Aqui se faz necessário dar destaque à aproximação desses conceitos e suas implicações. Cabe introduzir o conceito de paisagem cultural, onde o Instituto do Patrimônio Histórico e Artístico Nacional (IPHAN) diz:

[...] paisagem cultural traz a marca das diferentes temporalidades da relação dos grupos sociais com a natureza, aparecendo, assim, como produto de uma construção que é social e histórica e que se dá a partir de um suporte material, a natureza. A natureza é matéria-prima a partir da qual as sociedades produzem a sua realidade imediata, através de acréscimos e transformações a essa base material (NASCIMENTO; SCIFONI, 2010, apud IPHAN, 2017b).

Essa perspectiva permitiu associar a preservação ambiental e cultural numa só perspectiva, entendendo esses conceitos e essas realidades como um conjunto único e dinâmico. Assim: “Permite compreender as práticas culturais em estreita interdependência com as materialidades produzidas e com as formas e dinâmicas da natureza.” (IPHAN, 2017b).

# TAREFA PROPOSTA 1:
Liste todos os autores e instituições mencionados nas referências entre parênteses do trecho sobre paisagem cultural.
# TAREFA PROPOSTA 2:
No trecho sobre paisagem cultural, o que a natureza representa para as sociedades?

# DADOS REGISTRADOS:

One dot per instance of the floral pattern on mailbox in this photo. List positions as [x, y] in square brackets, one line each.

# RESOLUÇÃO COMPLETA 1:
Nascimento
Scifoni
IPHAN (Instituto do Patrimônio Histórico e Artístico Nacional)

# RESOLUÇÃO COMPLETA 2:
A natureza é a matéria-prima a partir da qual as sociedades produzem a sua realidade imediata.